_Text section_
+ + + + +

Published November 1, 2011 at 4:37 p.m.

A Franklin County dairy farmer whose migrant workers were removed by the U.S. Border Patrol earlier this year is speaking out about the incident, and about why he hired Hispanic workers to milk his cows.

Chris Wagner (pictured) and his wife own a 300-cow dairy in the town of Franklin, where he's employed Hispanic workers off and on for the past 10 years. On January 7, 2011, one of his workers was trying to call Mexico and mistakenly dialed 911 instead of 011 (to place an international call.)

When the dispatcher asked the nature of the emergency, the worker allegedly said, "No speak English" and hung up. That 911 hangup triggered a response from the Vermont State Police, who sent two cruisers to the farm. State police, in turn, called the U.S. Border Patrol to come and "act as an interpreter." A short while later, three migrant farmworkers were in federal custody and Wagner was handcuffed in the back of a cruiser.

Wagner says he's speaking out now to clear up what he has long felt are mischaracterizations in the official police report. He also felt prompted by the recent, high-profile detention of a migrant farmworker leader and the debate it sparked over immigration enforcement and migrant labor in Vermont.

"They're excellent workers, very strong work ethic in comparison to some of the local help," Wagner says  of his migrant laborers. "Which is unfortunate because there's so many people that need work and these jobs are available. But there aren't that many people who seem willing to put the effort into some of these highly intensive ag jobs."

The official police account of the January 7 incident differs from Wagner's recollection in some key ways. Vermont State Police Capt. Daniel Troidl describes the incident in an email he sent to the Vermont Migrant Farmworker Solidarity Project.

The police report states that after the first hangup, the police dispatcher called the number back to assess whether there was an emergency. The male who answered again said, "No speak English," and hung up. From Troidl's report:

Troopers Metayer and Hurwitch were dispatched to this 911 hang-up call. After being told that dispatch had called the number back and that the subject who answered did not speak English, they contacted Border Patrol and requested assistance from an Agent to act as an interpreter. Two Border Patrol Agents responded and accompanied the Troopers to the residence.

Here's where the versions differ. State police say that Wagner drove by in his pickup truck, "pulled into the driveway and stopped sideways in an apparent attempt to prevent the Troopers and Border Patrol from responding to the scene. ...Trooper Metayer told him that they still needed to respond to insure that everyone was safe and he attempted to continue to the residence. [Wagner] ran in front of Trooper Metayer's EQ, blocking his path and forcing him to stop. [Wagner] was subsequently handcuffed and placed in the EQ so that Troopers could continue with their response."

+ + + + +

_Parts of the exercise_
a) In the article about the Vermont dairy farm, quote the passage from "Published November 1, 2011" up to and including "milk his cows.".
b) Using the dairy farm article, explain in one to three sentences why the state troopers asked the U.S. Border Patrol for help.

_Data shown_
+ + + + +

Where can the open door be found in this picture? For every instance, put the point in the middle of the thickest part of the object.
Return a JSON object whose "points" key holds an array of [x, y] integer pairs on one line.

+ + + + +

_Outputs_
a)
Published November 1, 2011 at 4:37 p.m.

A Franklin County dairy farmer whose migrant workers were removed by the U.S. Border Patrol earlier this year is speaking out about the incident, and about why he hired Hispanic workers to milk his cows.

b) The troopers were told that the dispatcher had called the number back and that the person who answered did not speak English. They then requested a Border Patrol agent to act as an interpreter.